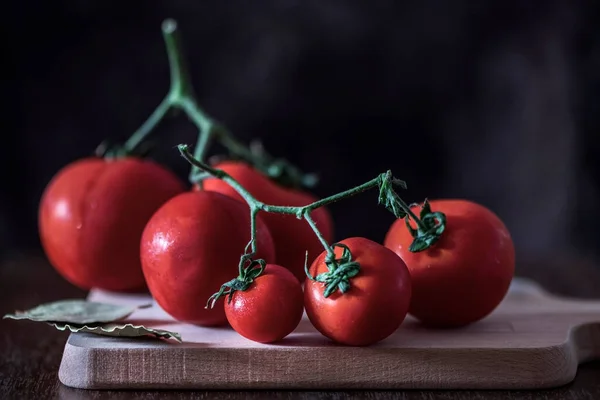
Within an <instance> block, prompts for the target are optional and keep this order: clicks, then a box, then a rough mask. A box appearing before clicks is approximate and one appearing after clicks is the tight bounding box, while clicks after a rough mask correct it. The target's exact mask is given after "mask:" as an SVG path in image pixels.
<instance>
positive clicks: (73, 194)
mask: <svg viewBox="0 0 600 400" xmlns="http://www.w3.org/2000/svg"><path fill="white" fill-rule="evenodd" d="M184 190H185V186H184V184H183V182H182V181H181V180H180V179H178V178H177V177H176V176H175V175H174V174H172V173H171V172H169V171H168V170H166V169H164V168H163V167H161V166H160V165H158V164H156V163H154V162H151V161H144V160H141V159H137V158H122V159H114V160H105V159H102V158H86V159H82V160H79V161H76V162H73V163H71V164H69V165H67V166H66V167H64V168H63V169H62V170H60V171H59V172H58V173H57V174H56V175H55V176H54V177H53V179H52V180H51V181H50V183H49V184H48V186H47V187H46V189H45V191H44V193H43V195H42V199H41V202H40V207H39V219H38V223H39V226H38V227H39V234H40V240H41V244H42V247H43V249H44V251H45V253H46V255H47V257H48V259H49V261H50V263H51V264H52V265H53V266H54V267H55V269H56V270H57V271H58V272H59V273H60V274H61V275H62V276H63V277H64V278H66V279H67V280H68V281H70V282H71V283H72V284H74V285H76V286H79V287H80V288H83V289H91V288H100V289H104V290H110V291H136V290H142V289H144V288H145V282H144V276H143V274H142V268H141V265H140V256H139V243H140V238H141V236H142V231H143V229H144V226H145V225H146V222H148V220H149V219H150V217H151V216H152V214H153V213H154V212H155V211H156V210H157V209H158V208H159V207H160V206H161V205H162V204H163V203H164V202H166V201H167V200H168V199H170V198H171V197H173V196H175V195H177V194H179V193H181V192H183V191H184Z"/></svg>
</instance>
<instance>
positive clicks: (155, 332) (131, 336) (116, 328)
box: [50, 322, 181, 343]
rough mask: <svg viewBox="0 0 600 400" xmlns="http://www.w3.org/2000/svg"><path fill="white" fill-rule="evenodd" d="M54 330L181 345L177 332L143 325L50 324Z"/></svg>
mask: <svg viewBox="0 0 600 400" xmlns="http://www.w3.org/2000/svg"><path fill="white" fill-rule="evenodd" d="M50 325H52V326H54V327H55V328H56V329H58V330H61V331H70V332H73V333H77V332H80V333H93V334H96V335H103V336H118V337H132V338H133V337H141V336H154V337H156V338H162V339H174V340H176V341H178V342H179V343H181V335H180V334H179V333H177V332H170V331H165V330H162V329H152V328H146V327H145V326H143V325H133V324H114V323H113V324H104V325H98V326H87V325H81V324H65V323H55V322H54V323H50Z"/></svg>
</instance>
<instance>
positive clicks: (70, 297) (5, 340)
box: [0, 252, 600, 400]
mask: <svg viewBox="0 0 600 400" xmlns="http://www.w3.org/2000/svg"><path fill="white" fill-rule="evenodd" d="M521 259H522V258H521ZM565 261H566V262H565ZM519 265H521V266H522V267H521V268H520V269H521V271H523V272H524V273H526V275H527V276H529V277H532V278H536V279H538V280H540V281H541V280H543V279H545V280H544V283H545V285H544V286H545V287H548V288H551V289H552V290H553V291H560V292H563V293H565V294H567V295H573V296H577V297H582V296H585V297H589V298H594V297H595V298H600V269H599V268H595V265H594V264H593V263H590V262H589V261H587V260H585V259H581V258H580V259H576V258H573V257H571V258H568V259H566V260H565V259H564V258H561V257H556V256H554V257H547V258H546V259H538V260H535V259H530V260H529V261H528V262H521V263H520V264H519ZM566 265H568V266H569V267H568V268H565V266H566ZM560 271H562V273H561V272H560ZM0 289H1V290H0V309H1V311H2V312H3V313H6V312H11V311H14V310H16V309H23V308H29V307H32V306H35V305H36V304H39V303H42V302H47V301H53V300H58V299H61V298H66V297H68V298H81V297H83V296H84V295H85V293H84V292H83V291H80V290H78V289H75V288H74V287H73V286H71V285H69V284H68V283H67V282H65V281H64V280H62V279H61V278H60V277H59V276H58V275H57V274H56V273H55V272H54V271H53V270H52V268H51V267H50V266H49V265H48V263H47V261H46V260H45V259H44V258H43V256H42V255H40V254H39V252H27V253H21V254H18V253H17V254H13V256H12V257H10V258H9V259H5V260H4V261H3V262H2V263H1V264H0ZM67 337H68V335H66V334H65V333H64V332H59V331H56V330H54V329H52V328H50V327H44V326H42V327H40V326H39V325H38V324H35V323H27V322H22V323H16V322H15V321H9V320H0V339H1V340H0V398H2V399H5V398H6V399H69V400H82V399H93V400H98V399H128V400H129V399H131V400H156V399H177V400H188V399H217V400H218V399H227V400H236V399H245V400H253V399H285V400H292V399H311V400H312V399H316V400H325V399H327V400H332V399H373V400H375V399H377V400H388V399H409V400H431V399H438V398H439V399H446V400H454V399H477V400H481V399H498V400H500V399H502V400H505V399H506V400H534V399H535V400H596V399H600V361H593V362H588V363H584V364H582V365H580V367H579V370H578V372H577V376H576V377H575V380H574V381H573V382H571V383H569V384H567V385H565V386H562V387H560V388H556V389H543V390H492V391H490V390H445V391H430V390H405V391H394V390H391V391H385V390H378V391H365V390H344V391H297V390H279V391H274V390H261V391H234V390H223V391H216V390H210V391H209V390H137V391H135V390H82V389H73V388H69V387H67V386H64V385H62V384H61V383H60V382H59V380H58V368H59V364H60V361H61V357H62V354H63V348H64V345H65V341H66V339H67ZM333 362H335V360H334V361H333ZM336 365H337V364H336Z"/></svg>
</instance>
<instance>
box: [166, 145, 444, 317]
mask: <svg viewBox="0 0 600 400" xmlns="http://www.w3.org/2000/svg"><path fill="white" fill-rule="evenodd" d="M177 148H178V150H179V152H180V153H181V155H182V156H183V157H184V158H185V159H186V160H187V161H188V162H189V163H190V164H191V165H193V166H195V167H197V168H198V169H200V170H202V171H205V172H207V173H209V174H210V175H212V176H214V177H215V178H218V179H221V180H223V181H224V182H226V183H227V184H229V186H231V187H232V188H233V189H234V190H235V191H236V192H237V193H238V194H239V195H240V196H241V197H242V198H243V199H244V200H245V201H246V203H247V204H248V206H249V207H250V221H251V222H250V242H249V243H248V245H247V246H246V250H245V254H244V255H242V257H241V259H240V264H239V276H238V278H236V279H234V280H232V281H230V282H227V283H225V284H224V285H223V286H222V287H221V290H220V291H219V292H218V293H216V294H214V295H213V296H212V297H211V299H212V300H213V302H212V304H213V305H214V300H216V299H217V298H219V297H221V296H223V295H225V294H227V293H233V292H232V291H235V290H245V289H244V288H247V287H248V286H247V285H249V283H248V282H251V281H252V279H254V278H256V277H257V276H258V275H260V273H262V271H259V272H256V271H255V272H253V275H252V279H249V278H247V276H248V271H249V269H250V270H251V266H252V264H251V266H250V267H246V263H247V262H248V261H250V262H251V263H252V262H257V260H252V257H253V256H254V255H255V254H256V216H257V213H258V212H259V211H265V212H269V213H275V214H286V215H295V216H296V217H297V218H299V219H304V220H306V222H307V223H308V225H309V226H310V228H311V229H312V230H313V232H314V233H315V235H316V236H317V238H318V240H319V242H321V244H322V245H323V247H324V248H325V250H326V252H327V258H326V261H325V263H326V265H327V269H328V271H327V272H324V273H322V274H320V275H319V276H317V277H312V276H311V275H310V273H309V272H308V269H307V265H305V271H306V274H307V276H308V277H309V279H312V280H316V281H319V282H323V283H324V284H325V291H324V294H323V295H324V296H325V297H328V296H329V295H331V294H332V293H333V292H335V291H336V290H339V291H340V292H341V293H345V292H347V291H348V290H349V289H350V286H351V285H350V280H351V278H353V277H354V276H356V275H357V274H358V273H359V271H360V265H359V264H358V262H356V261H354V260H352V254H351V252H350V249H349V248H348V247H347V246H344V245H341V244H340V243H334V244H333V245H332V246H330V245H329V243H327V240H325V238H324V237H323V235H322V234H321V232H320V231H319V229H318V228H317V225H316V223H315V221H314V220H313V219H312V217H311V216H310V213H311V212H312V211H313V210H315V209H317V208H319V207H323V206H325V205H328V204H331V203H334V202H336V201H339V200H342V199H344V198H347V197H350V196H354V195H356V194H359V193H362V192H364V191H367V190H369V189H371V188H374V187H377V186H378V187H379V201H380V203H384V205H385V206H386V208H388V209H389V210H390V211H392V212H393V213H394V215H396V216H397V217H398V218H406V222H407V223H408V219H409V218H412V219H414V220H415V221H416V223H417V225H418V226H419V229H418V230H412V231H415V232H414V233H413V232H412V231H411V234H413V237H414V241H413V243H412V244H411V249H413V250H411V251H415V252H416V251H422V250H424V249H426V248H428V247H429V246H431V245H432V244H433V243H435V242H436V241H437V240H438V239H439V237H440V235H441V234H442V232H443V231H444V226H445V216H444V215H443V214H442V213H441V212H435V213H432V212H431V211H430V208H429V205H428V203H427V202H426V203H425V204H427V207H426V208H425V207H424V210H423V211H422V213H421V219H419V217H417V216H416V215H415V214H414V213H413V212H412V210H411V209H410V207H409V206H408V205H407V204H406V202H404V201H403V200H402V199H401V198H400V197H399V196H398V195H397V194H396V192H395V191H394V189H393V187H394V185H399V186H402V187H405V185H404V182H402V181H399V180H396V179H395V178H394V177H393V176H392V173H391V171H387V172H385V173H383V174H380V175H379V176H377V177H376V178H374V179H371V180H370V181H368V182H365V183H363V184H362V185H359V186H356V187H354V188H352V189H348V190H345V191H343V192H340V193H337V194H334V195H332V196H329V197H326V198H324V199H322V200H318V201H315V202H313V203H311V204H308V205H306V206H301V207H292V206H276V205H271V204H265V203H263V202H261V201H259V200H257V199H256V198H255V197H254V196H252V194H250V192H248V190H246V188H244V187H243V186H242V185H241V184H240V183H239V182H238V181H236V180H235V179H234V178H233V177H232V176H231V175H229V174H227V173H226V172H225V171H223V170H219V169H216V168H213V167H211V166H209V165H207V164H205V163H204V162H202V161H201V160H198V159H195V158H194V156H193V155H192V154H191V153H190V151H189V150H188V146H187V145H183V144H180V145H179V146H177ZM425 211H426V212H425ZM436 220H437V223H436ZM425 222H427V224H426V223H425ZM409 228H410V227H409ZM410 229H412V228H410ZM335 246H339V247H342V248H343V254H342V257H340V258H339V259H336V257H335V251H334V249H333V247H335ZM248 248H250V249H251V250H250V253H249V252H248ZM307 255H308V254H307ZM259 261H261V262H263V263H264V260H259ZM307 261H308V260H306V261H305V264H308V262H307ZM263 268H264V267H263Z"/></svg>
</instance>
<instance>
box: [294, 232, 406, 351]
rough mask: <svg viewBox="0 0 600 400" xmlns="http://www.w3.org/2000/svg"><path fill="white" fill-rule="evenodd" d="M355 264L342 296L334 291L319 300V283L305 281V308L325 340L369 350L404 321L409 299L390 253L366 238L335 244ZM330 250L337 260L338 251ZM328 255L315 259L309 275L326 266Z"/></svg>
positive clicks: (403, 265)
mask: <svg viewBox="0 0 600 400" xmlns="http://www.w3.org/2000/svg"><path fill="white" fill-rule="evenodd" d="M340 244H342V245H346V246H347V247H348V249H349V250H350V252H351V253H352V260H354V261H356V262H358V264H359V265H360V269H359V271H358V274H357V275H356V276H354V277H352V278H350V289H349V290H348V291H347V292H346V293H341V292H340V291H335V292H334V293H332V294H331V295H330V296H329V297H324V295H323V293H324V289H325V287H324V284H323V283H321V282H317V281H314V280H311V279H307V280H306V282H305V285H304V307H305V308H306V314H307V315H308V318H309V319H310V322H311V323H312V324H313V326H314V327H315V328H316V329H317V330H318V331H319V332H321V334H323V335H324V336H326V337H328V338H329V339H331V340H333V341H335V342H337V343H340V344H345V345H350V346H368V345H370V344H373V343H376V342H379V341H380V340H383V339H385V338H387V337H388V336H390V335H391V334H392V333H394V332H395V331H396V330H397V329H398V327H399V326H400V325H401V324H402V321H404V318H405V317H406V313H407V311H408V307H409V303H410V297H411V281H410V274H409V272H408V269H407V268H406V265H405V264H404V262H403V261H402V260H401V259H400V257H398V256H397V255H396V254H394V252H392V251H390V250H389V249H387V248H385V247H383V246H382V245H380V244H378V243H375V242H373V241H371V240H368V239H365V238H360V237H356V238H350V239H346V240H343V241H341V242H340ZM334 247H335V254H336V258H339V257H341V256H342V254H343V252H342V249H341V248H340V247H338V246H334ZM326 256H327V253H326V252H323V253H321V255H319V256H318V257H317V258H316V259H315V261H314V262H313V264H312V265H311V267H310V270H309V272H310V274H311V276H313V277H316V276H318V275H319V274H321V273H323V272H327V271H328V268H327V265H326V264H325V260H326Z"/></svg>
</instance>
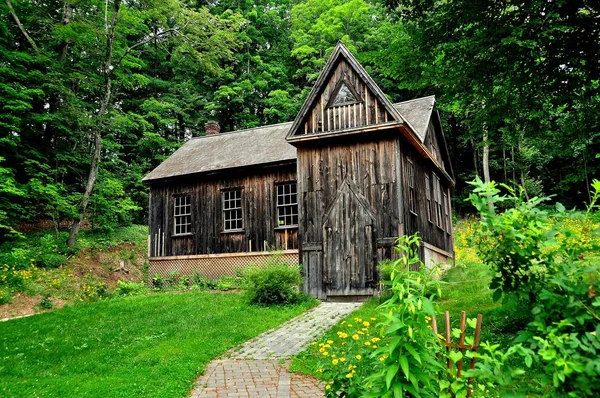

============================================================

▶ [Task description]: All that is wanted is a faithful reproduction of the line above with "positive clicks: (73, 194)", the line with "box: [50, 322, 181, 343]", and every line in between.

▶ [Exercise solution]:
positive clicks: (73, 194)
mask: <svg viewBox="0 0 600 400" xmlns="http://www.w3.org/2000/svg"><path fill="white" fill-rule="evenodd" d="M184 190H185V186H184V184H183V182H182V181H181V180H180V179H178V178H177V177H176V176H175V175H174V174H172V173H171V172H169V171H168V170H166V169H164V168H163V167H161V166H160V165H158V164H156V163H154V162H151V161H144V160H141V159H137V158H122V159H114V160H105V159H102V158H86V159H82V160H79V161H76V162H73V163H71V164H69V165H67V166H66V167H64V168H63V169H62V170H60V171H59V172H58V173H57V174H56V175H55V176H54V177H53V179H52V180H51V181H50V183H49V184H48V186H47V187H46V189H45V191H44V193H43V195H42V199H41V202H40V207H39V219H38V223H39V226H38V227H39V234H40V240H41V244H42V247H43V249H44V251H45V253H46V255H47V257H48V259H49V261H50V263H51V264H52V265H53V266H54V267H55V269H56V270H57V271H58V272H59V273H60V274H61V275H62V276H63V277H64V278H66V279H67V280H68V281H70V282H71V283H72V284H74V285H76V286H79V287H80V288H83V289H91V288H100V289H104V290H110V291H136V290H142V289H144V288H145V282H144V276H143V274H142V268H141V265H140V256H139V243H140V238H141V236H142V231H143V229H144V226H145V225H146V222H148V220H149V219H150V217H151V216H152V214H153V213H154V212H155V211H156V210H157V209H158V208H159V207H160V206H161V205H162V204H163V203H164V202H166V201H167V200H168V199H170V198H171V197H173V196H175V195H177V194H179V193H181V192H183V191H184Z"/></svg>
</instance>
<instance>
positive clicks: (155, 332) (131, 336) (116, 328)
box: [50, 322, 181, 343]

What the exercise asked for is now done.